EXERCISE AIM:
Can you rewrite the stretch of rows from the start through the line containing "x=50, y=243", swapping "green tree" for "oak tree" and keeping everything else unchanged?

-- EXTRACTED RECORDS start --

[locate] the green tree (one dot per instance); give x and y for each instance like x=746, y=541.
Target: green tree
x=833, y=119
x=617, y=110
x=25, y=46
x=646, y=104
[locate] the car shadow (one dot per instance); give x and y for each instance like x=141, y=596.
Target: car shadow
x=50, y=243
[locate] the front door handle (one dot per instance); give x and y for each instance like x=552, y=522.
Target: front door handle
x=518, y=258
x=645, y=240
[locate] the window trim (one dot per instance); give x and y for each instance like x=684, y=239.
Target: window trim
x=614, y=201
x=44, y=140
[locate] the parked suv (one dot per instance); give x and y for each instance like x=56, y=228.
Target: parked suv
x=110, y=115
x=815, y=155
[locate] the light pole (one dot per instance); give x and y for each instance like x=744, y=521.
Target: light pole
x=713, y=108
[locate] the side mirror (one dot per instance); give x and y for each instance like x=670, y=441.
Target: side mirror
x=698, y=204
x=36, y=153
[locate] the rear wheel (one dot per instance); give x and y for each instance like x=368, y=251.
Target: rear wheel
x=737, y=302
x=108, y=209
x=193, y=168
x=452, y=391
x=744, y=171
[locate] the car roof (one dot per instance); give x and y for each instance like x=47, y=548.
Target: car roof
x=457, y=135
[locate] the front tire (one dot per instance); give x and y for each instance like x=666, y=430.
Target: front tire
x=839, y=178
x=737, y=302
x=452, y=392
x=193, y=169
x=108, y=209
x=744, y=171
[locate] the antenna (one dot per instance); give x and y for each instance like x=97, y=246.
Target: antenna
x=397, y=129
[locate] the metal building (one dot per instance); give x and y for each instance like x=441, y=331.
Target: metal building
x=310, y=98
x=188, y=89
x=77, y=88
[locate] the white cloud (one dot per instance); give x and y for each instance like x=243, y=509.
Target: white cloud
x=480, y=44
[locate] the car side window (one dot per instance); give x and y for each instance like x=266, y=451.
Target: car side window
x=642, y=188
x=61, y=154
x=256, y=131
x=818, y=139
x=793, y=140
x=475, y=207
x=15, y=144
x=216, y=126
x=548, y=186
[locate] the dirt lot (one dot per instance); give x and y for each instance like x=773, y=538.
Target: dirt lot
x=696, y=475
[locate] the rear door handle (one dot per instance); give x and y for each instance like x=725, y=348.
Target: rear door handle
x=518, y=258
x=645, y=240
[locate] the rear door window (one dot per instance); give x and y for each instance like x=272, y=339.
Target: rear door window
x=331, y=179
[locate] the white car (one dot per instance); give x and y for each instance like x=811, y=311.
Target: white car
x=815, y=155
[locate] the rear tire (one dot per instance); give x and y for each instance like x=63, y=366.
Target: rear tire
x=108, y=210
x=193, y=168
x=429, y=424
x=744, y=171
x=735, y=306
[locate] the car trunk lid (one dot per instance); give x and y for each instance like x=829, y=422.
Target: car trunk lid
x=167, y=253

-- EXTRACTED RECORDS end --

CORRECT RESULT:
[locate] the oak tree (one dot per instance); give x and y for each instance like x=746, y=541.
Target: oak tree
x=833, y=119
x=617, y=110
x=25, y=46
x=646, y=104
[locate] the car shadow (one dot per instance); give x and y for each instance like x=141, y=596.
Target: car shadow
x=50, y=243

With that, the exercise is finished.